TASK MATERIAL ::
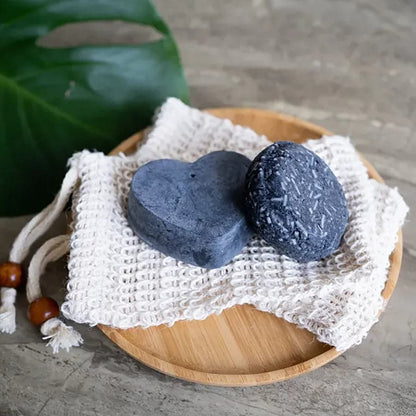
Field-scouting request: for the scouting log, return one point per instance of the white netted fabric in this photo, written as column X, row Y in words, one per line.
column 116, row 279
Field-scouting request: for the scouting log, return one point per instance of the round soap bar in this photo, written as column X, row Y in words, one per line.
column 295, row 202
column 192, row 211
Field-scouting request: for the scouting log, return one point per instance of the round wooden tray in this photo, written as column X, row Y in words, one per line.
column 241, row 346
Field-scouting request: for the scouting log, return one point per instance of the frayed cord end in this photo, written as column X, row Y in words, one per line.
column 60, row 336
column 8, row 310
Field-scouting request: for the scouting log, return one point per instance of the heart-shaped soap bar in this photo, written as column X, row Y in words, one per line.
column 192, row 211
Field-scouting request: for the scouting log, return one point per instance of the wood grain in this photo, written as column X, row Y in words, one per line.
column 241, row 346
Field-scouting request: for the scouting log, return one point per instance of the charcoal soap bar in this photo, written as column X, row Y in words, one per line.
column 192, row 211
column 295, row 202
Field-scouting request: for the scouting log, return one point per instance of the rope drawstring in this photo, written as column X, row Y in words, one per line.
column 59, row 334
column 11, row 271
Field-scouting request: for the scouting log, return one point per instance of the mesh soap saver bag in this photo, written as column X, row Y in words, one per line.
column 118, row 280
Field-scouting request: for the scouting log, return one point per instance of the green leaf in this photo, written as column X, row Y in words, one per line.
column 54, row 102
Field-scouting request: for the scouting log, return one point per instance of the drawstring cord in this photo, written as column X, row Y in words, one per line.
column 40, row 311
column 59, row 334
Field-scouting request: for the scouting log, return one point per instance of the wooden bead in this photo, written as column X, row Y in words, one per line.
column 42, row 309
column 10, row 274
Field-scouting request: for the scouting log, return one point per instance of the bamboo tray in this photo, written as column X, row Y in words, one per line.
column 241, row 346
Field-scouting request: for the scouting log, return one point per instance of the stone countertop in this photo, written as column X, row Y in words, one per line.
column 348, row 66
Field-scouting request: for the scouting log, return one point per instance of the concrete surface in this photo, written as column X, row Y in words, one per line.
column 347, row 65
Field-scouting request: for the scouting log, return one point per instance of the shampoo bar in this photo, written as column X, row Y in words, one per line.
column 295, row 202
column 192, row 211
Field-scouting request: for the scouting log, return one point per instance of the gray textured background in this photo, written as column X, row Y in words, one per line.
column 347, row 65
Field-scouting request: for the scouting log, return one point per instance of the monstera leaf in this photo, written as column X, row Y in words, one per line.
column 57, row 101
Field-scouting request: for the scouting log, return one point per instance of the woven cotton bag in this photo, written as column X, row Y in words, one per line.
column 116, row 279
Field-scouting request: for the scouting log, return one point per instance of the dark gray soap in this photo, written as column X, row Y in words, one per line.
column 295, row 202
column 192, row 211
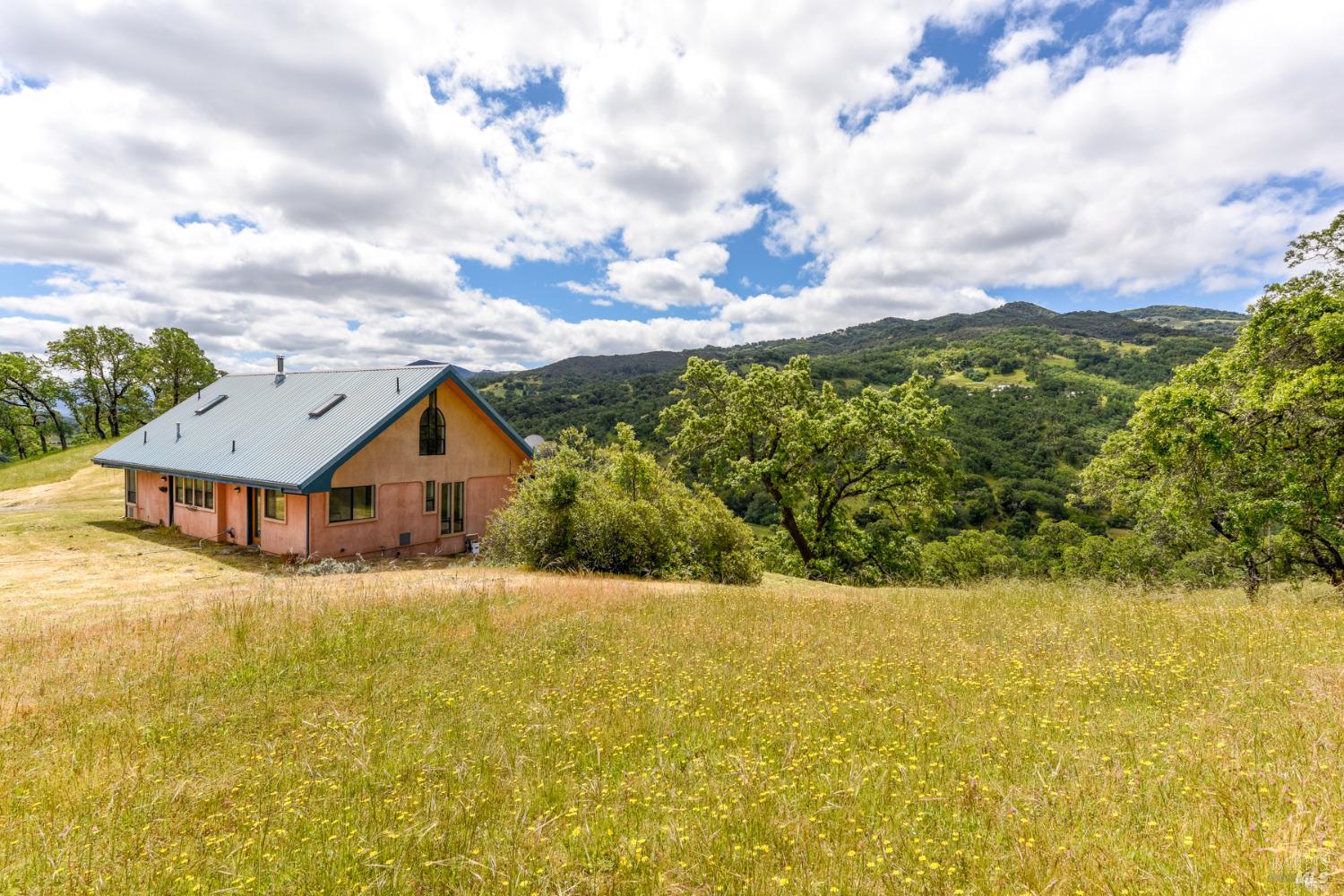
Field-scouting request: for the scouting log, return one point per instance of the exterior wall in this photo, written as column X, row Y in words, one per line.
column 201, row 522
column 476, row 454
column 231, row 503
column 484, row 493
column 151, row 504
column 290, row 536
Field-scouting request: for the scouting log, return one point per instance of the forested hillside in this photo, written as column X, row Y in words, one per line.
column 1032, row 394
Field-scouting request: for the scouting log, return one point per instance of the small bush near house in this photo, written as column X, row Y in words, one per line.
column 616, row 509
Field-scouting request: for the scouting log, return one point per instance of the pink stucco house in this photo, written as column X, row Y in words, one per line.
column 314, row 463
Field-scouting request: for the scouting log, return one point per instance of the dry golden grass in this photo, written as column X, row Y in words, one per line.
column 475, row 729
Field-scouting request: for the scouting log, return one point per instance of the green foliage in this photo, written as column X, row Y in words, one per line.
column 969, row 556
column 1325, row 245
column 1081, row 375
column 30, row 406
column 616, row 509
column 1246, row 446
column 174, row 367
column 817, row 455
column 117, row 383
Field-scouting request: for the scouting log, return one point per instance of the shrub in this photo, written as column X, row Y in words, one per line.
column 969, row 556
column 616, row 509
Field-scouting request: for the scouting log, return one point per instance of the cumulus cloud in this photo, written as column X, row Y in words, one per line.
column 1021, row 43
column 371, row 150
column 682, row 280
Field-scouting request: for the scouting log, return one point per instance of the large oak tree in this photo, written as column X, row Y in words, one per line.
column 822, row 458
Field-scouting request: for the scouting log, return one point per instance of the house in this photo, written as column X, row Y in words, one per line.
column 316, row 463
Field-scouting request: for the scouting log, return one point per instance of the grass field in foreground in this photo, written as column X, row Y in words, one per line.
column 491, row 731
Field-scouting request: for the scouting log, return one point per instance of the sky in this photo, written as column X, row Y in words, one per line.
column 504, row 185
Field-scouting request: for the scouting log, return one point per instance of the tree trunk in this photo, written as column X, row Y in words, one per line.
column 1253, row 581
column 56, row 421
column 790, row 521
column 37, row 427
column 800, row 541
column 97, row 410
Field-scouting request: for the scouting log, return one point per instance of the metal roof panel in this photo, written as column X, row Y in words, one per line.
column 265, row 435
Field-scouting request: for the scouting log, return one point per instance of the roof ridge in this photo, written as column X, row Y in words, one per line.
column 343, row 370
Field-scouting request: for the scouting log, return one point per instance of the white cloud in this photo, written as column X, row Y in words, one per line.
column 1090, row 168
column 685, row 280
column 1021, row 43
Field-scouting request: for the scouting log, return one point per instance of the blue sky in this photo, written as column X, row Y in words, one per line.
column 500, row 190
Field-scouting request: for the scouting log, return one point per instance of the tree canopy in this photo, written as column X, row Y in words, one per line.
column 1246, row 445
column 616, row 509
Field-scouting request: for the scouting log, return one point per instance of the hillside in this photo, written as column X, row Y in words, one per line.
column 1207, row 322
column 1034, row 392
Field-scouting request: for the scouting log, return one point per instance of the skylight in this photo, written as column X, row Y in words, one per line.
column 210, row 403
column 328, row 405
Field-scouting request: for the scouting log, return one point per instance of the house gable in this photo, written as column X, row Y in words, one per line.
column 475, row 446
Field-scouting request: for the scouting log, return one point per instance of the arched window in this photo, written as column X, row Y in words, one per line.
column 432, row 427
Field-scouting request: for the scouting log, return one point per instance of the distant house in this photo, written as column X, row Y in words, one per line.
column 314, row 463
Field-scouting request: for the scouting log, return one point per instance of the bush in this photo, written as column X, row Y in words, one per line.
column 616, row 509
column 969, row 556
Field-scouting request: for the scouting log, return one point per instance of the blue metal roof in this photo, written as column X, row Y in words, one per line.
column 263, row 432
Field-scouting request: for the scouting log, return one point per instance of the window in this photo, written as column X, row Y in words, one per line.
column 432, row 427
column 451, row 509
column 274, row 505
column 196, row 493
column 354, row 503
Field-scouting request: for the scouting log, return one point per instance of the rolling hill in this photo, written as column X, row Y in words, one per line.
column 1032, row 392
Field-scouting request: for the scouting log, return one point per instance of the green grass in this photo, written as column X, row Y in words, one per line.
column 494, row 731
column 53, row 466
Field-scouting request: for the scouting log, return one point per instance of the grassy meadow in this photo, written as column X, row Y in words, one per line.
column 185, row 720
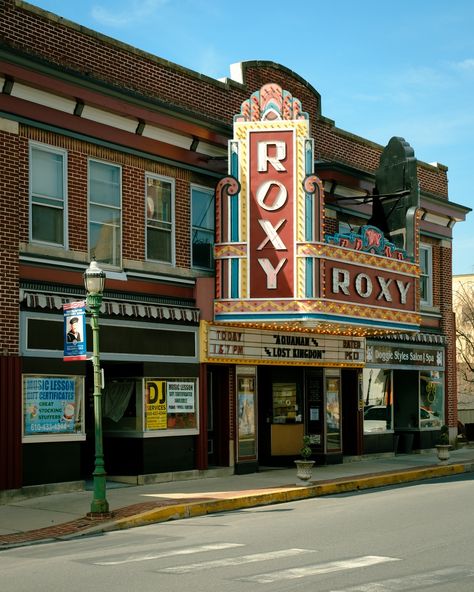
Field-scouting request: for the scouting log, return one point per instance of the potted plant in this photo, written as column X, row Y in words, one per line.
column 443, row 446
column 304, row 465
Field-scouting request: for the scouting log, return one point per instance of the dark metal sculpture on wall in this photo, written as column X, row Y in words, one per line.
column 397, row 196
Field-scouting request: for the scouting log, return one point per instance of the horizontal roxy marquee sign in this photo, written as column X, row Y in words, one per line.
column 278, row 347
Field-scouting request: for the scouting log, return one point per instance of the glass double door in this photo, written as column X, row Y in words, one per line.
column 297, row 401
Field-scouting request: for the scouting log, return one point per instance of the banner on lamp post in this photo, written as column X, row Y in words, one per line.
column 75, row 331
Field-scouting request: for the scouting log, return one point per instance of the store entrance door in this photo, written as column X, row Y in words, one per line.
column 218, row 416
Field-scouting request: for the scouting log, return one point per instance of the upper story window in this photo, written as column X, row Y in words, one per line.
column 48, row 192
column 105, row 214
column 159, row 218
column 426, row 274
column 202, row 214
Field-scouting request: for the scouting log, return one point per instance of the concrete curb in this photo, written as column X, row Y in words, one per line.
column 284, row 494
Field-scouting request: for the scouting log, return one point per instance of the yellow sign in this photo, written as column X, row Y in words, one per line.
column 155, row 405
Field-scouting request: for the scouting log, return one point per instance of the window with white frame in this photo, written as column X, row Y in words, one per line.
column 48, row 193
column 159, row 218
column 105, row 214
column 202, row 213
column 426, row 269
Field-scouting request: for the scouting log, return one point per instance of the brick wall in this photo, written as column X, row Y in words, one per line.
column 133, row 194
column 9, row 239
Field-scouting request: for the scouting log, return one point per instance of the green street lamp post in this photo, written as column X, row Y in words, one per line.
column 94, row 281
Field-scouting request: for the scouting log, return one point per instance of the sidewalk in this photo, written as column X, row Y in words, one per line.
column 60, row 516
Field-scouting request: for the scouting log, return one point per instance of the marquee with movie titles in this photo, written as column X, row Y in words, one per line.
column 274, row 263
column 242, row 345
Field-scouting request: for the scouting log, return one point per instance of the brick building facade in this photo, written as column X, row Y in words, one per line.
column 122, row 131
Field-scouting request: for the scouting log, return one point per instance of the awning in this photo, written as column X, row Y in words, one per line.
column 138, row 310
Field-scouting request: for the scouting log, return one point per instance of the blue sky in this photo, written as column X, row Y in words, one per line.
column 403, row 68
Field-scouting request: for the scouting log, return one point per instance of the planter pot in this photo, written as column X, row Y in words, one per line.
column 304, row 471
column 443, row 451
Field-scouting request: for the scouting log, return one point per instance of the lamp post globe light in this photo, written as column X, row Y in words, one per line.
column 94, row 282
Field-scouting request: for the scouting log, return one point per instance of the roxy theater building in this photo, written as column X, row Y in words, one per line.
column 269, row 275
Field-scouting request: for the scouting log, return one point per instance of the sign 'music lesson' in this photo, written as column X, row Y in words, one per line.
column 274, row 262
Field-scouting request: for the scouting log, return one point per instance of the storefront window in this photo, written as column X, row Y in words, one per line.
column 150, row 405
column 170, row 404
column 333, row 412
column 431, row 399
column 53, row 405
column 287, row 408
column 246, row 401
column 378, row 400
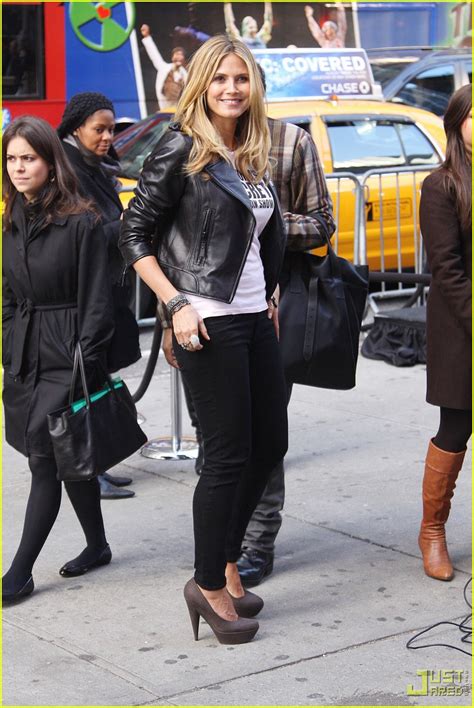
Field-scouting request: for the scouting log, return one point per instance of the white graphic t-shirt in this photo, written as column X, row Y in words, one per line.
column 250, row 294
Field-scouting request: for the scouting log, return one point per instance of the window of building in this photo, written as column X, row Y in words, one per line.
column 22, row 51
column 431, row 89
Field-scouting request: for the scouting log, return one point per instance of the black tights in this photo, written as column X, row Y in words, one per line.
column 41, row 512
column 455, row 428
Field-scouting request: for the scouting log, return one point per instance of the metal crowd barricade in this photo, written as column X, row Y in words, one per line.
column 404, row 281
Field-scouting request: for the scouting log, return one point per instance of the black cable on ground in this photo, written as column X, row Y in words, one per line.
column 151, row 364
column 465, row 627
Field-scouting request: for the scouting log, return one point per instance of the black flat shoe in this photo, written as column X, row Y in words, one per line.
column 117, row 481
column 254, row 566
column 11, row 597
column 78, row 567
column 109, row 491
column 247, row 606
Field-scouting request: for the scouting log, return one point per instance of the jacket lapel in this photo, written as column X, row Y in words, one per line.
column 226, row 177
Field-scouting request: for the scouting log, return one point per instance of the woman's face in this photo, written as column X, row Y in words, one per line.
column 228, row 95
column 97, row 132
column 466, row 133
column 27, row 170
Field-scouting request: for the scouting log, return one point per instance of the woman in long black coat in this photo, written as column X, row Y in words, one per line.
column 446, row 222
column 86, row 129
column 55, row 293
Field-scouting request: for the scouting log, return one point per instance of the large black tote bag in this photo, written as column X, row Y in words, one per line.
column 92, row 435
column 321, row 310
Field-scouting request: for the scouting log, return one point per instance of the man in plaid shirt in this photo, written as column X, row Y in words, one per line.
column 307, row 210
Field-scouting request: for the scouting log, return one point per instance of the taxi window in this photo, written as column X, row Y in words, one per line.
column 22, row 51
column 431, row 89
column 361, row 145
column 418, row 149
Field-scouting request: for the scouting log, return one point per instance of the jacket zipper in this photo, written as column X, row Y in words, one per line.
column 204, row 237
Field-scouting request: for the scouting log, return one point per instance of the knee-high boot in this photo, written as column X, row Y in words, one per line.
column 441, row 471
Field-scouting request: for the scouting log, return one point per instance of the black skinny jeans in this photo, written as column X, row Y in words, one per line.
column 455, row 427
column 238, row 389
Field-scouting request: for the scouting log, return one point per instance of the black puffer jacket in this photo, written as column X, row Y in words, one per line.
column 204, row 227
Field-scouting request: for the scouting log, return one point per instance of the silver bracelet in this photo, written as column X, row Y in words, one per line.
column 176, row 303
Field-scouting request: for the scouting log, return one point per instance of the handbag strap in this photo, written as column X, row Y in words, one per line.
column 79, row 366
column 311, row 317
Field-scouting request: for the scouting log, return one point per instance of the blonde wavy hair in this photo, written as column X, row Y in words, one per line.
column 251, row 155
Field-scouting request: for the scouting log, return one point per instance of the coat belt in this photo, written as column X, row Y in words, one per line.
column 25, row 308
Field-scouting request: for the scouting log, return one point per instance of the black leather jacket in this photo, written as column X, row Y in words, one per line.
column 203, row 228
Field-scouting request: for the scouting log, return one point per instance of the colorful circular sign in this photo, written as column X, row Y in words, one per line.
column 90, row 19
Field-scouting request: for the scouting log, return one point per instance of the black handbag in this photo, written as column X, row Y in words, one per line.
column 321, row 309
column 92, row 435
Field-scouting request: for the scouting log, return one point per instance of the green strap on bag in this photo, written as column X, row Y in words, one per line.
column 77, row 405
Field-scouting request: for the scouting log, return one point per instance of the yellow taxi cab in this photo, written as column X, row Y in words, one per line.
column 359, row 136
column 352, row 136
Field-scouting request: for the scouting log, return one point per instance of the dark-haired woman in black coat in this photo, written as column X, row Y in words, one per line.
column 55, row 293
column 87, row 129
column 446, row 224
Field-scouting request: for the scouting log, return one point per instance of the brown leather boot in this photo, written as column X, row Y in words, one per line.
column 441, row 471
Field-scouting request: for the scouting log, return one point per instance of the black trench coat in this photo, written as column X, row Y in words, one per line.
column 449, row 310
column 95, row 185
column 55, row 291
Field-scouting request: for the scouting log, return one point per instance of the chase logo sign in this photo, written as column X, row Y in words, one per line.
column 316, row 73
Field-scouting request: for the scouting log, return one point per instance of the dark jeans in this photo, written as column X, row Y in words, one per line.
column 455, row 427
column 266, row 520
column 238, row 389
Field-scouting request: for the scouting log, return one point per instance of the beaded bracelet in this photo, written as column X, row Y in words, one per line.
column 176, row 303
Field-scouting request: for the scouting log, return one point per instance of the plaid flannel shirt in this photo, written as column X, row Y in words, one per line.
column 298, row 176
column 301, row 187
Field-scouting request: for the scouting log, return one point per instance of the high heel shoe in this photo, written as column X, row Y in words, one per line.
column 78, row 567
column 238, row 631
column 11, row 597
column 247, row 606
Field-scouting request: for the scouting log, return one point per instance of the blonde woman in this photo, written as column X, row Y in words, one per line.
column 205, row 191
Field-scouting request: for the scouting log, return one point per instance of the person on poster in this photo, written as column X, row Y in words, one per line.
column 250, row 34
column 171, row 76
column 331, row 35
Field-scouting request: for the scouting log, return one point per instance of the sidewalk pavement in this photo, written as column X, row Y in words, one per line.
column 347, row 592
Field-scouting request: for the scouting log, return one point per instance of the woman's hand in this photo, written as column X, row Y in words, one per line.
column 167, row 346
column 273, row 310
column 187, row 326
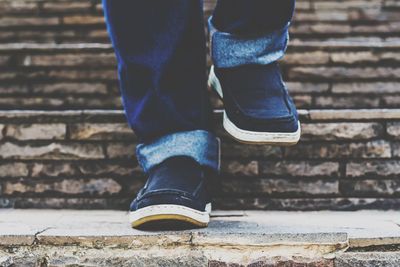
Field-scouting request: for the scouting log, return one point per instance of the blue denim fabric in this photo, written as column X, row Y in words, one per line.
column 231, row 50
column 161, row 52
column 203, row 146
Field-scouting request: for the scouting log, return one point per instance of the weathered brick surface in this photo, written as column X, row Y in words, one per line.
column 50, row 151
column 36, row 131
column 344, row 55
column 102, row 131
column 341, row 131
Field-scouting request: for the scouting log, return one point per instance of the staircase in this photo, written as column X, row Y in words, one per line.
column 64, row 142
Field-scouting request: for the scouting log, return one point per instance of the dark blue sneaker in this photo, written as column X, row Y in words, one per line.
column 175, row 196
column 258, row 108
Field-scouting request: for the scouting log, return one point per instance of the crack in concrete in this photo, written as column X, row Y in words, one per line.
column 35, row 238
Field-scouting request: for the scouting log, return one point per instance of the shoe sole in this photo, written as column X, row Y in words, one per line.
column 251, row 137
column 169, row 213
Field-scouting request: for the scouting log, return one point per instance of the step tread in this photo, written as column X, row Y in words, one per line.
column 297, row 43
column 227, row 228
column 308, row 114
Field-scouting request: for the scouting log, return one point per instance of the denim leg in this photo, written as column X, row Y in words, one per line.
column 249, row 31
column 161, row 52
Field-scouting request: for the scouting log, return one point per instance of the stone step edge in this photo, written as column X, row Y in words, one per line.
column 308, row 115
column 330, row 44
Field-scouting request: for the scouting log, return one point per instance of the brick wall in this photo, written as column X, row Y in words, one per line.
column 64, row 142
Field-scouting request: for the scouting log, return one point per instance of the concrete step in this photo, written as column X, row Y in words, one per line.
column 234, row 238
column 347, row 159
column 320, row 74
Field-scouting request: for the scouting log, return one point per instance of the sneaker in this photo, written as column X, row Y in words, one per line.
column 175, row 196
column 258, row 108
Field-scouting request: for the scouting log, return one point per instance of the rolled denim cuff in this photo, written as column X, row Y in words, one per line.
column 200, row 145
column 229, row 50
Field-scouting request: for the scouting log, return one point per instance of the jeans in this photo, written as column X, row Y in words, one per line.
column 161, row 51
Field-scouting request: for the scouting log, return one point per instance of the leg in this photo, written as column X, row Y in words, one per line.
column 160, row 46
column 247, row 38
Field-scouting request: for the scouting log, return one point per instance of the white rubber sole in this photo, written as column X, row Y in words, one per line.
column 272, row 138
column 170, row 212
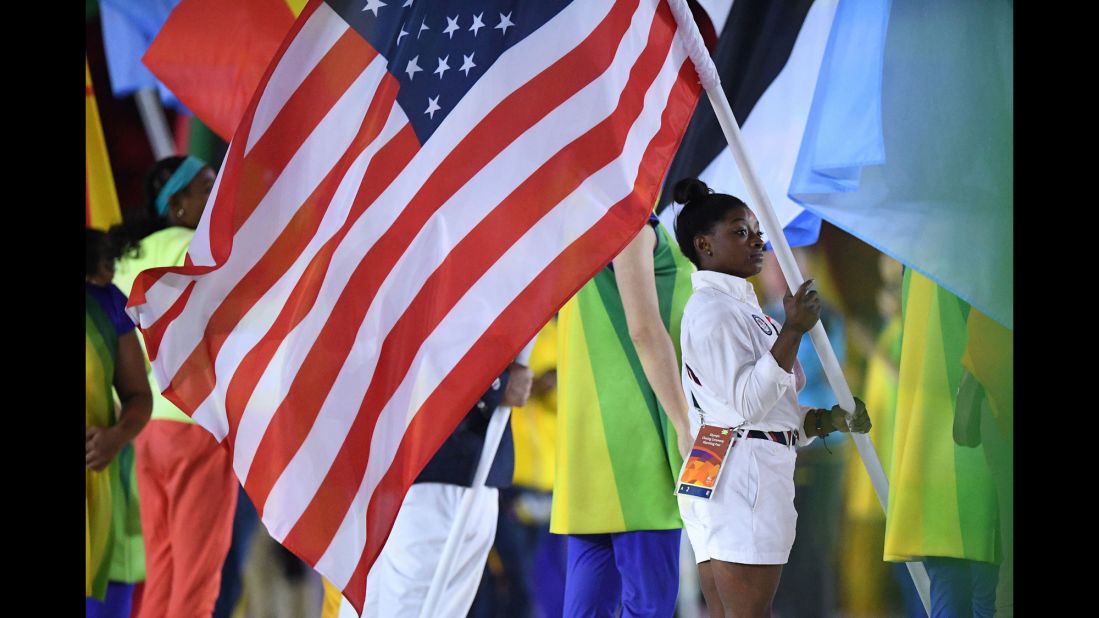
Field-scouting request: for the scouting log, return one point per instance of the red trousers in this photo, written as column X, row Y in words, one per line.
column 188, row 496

REQUIRED TASK :: Convert the lines of the records into a numbered list, beginning at the line that contains "the dark metal" and stopping after the line that contains "column 75, row 331". Leave out any blank lines.

SOLVED PROBLEM ::
1. Field-scouting request: for the scouting log, return one point per instance of the dark metal sculpture on wall in this photo, written as column X, row Y in words, one per line.
2. column 397, row 196
3. Field-scouting request: for the scouting log, return one point per instance of the horizontal roxy marquee sign in this photo, written as column X, row Y in words, one per line.
4. column 278, row 347
5. Field-scouting request: for the scouting log, return one point per instance of the glass double door in this photo, written as column X, row Y in words, one per line.
6. column 297, row 401
7. Field-scouting request: for the scouting log, return one point per instance of the banner on lamp post in this photo, written as column X, row Y in words, one per line.
8. column 75, row 331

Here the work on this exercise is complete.